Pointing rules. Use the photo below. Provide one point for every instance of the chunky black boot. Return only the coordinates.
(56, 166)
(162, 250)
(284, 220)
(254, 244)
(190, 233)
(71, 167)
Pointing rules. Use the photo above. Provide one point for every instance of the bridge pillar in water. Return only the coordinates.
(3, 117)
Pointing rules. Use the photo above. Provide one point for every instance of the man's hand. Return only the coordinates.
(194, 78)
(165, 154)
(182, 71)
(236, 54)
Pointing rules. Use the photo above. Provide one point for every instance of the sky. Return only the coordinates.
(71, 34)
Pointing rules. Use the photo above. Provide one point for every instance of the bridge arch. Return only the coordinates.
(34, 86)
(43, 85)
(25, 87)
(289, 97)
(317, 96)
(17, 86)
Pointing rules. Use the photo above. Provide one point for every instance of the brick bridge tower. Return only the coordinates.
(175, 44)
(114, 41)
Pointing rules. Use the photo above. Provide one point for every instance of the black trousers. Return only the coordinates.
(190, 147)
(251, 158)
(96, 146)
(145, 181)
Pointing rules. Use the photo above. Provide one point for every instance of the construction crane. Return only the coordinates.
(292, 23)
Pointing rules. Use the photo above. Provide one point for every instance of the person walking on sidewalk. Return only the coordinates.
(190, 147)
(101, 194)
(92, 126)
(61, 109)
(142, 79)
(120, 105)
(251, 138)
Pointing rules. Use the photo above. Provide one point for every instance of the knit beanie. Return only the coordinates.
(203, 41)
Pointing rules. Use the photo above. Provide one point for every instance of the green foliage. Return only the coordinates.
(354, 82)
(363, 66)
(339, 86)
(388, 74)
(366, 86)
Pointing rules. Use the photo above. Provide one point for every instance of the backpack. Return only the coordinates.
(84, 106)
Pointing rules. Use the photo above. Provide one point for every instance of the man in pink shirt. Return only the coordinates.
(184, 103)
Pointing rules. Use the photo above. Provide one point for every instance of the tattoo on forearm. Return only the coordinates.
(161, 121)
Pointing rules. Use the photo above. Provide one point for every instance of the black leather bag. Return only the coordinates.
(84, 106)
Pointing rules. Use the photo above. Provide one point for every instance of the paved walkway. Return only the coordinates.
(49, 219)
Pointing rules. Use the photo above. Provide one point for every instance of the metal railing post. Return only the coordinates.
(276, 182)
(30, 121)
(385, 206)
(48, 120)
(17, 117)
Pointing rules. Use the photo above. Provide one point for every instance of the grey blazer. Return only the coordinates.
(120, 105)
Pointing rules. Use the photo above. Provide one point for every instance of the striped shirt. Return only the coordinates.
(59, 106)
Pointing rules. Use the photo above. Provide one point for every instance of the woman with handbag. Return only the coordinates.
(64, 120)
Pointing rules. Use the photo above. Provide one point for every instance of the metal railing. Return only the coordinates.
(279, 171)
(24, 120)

|---|

* Short task
Would you reproduce the material above in full, exactly as given?

* Result for this exercise
Pointing rules. Use the photo below. Provide one point for every instance of the chunky black boot. Return only the coordinates.
(56, 166)
(162, 250)
(284, 220)
(254, 244)
(190, 233)
(71, 167)
Pointing rules. Use the photo above. Provide one point for every instance of the bridge pillar in water. Return only the coordinates.
(3, 117)
Pointing rules. Use the photo above. Provide one point for every instance of the man's hand. Return only the coordinates.
(194, 78)
(165, 154)
(182, 71)
(236, 54)
Pointing rules. Use the photo above. Provide one point for every instance of the sky. Return only the coordinates.
(71, 34)
Pointing rules. Use the photo above. Provide one point for every instance of the bridge arch. Return only the coordinates.
(34, 86)
(43, 85)
(25, 87)
(289, 97)
(317, 96)
(17, 86)
Pointing rules. Use the photo above. Provide one point for every instance of the brick bridge tower. Return only the coordinates.
(175, 44)
(114, 41)
Pointing rules. Use the photo above. Provide one point for every instance of the black trousers. Return only the coordinates.
(190, 147)
(251, 158)
(96, 146)
(145, 181)
Pointing rules. Use the photo above. Provide one point for every instance of the construction crane. Return only the coordinates.
(292, 23)
Pointing rules. Use the photo above. Provide one point for every instance of the person walking on sidewalk. Return only the coordinates.
(190, 147)
(101, 194)
(92, 126)
(61, 109)
(142, 79)
(120, 105)
(251, 138)
Pointing rules. Use the photo above. Provide one point for every instance of the knit beanie. Return only the coordinates.
(203, 41)
Pointing rules. Use the photo above. Provide one point for every instance of the green foliage. Return only the coordinates.
(354, 82)
(363, 66)
(339, 86)
(388, 74)
(366, 86)
Pointing rules. Use the photo above. Provide one point for every instance of the backpack. Return only the coordinates.
(84, 106)
Pointing rules. Use the photo above. Provide one point for every instance of the man in pink shirt. Return only the coordinates.
(184, 103)
Pointing rules. Use the photo above. Provide one point for every instance of the tattoo on forearm. Return only the coordinates.
(161, 121)
Pointing rules. Use the photo above. Provide one point for every instance of the black leather bag. Return only the coordinates.
(84, 106)
Pointing rules. Use the photo above. Provide one point for every instance of the paved walkway. Return only the coordinates.
(49, 219)
Pointing rules. Use the photo above. Provide one point for every instance of the metal railing post. Return only the coordinates.
(276, 182)
(30, 121)
(385, 206)
(48, 120)
(17, 117)
Pointing rules. Use the photo above. Provide one point for every instance of the grey blazer. Return only the coordinates.
(120, 105)
Pointing rules. Use the photo above. Provide one point for every instance of the striped shirt. Return only the coordinates.
(59, 106)
Pointing rules. Use the photo above. Provide one point for every instance of the woman with handbag. Return only the coordinates.
(64, 120)
Pointing rules. Use the photo above. Provide one point for every instance of the metal railing. Return only the coordinates.
(279, 171)
(24, 120)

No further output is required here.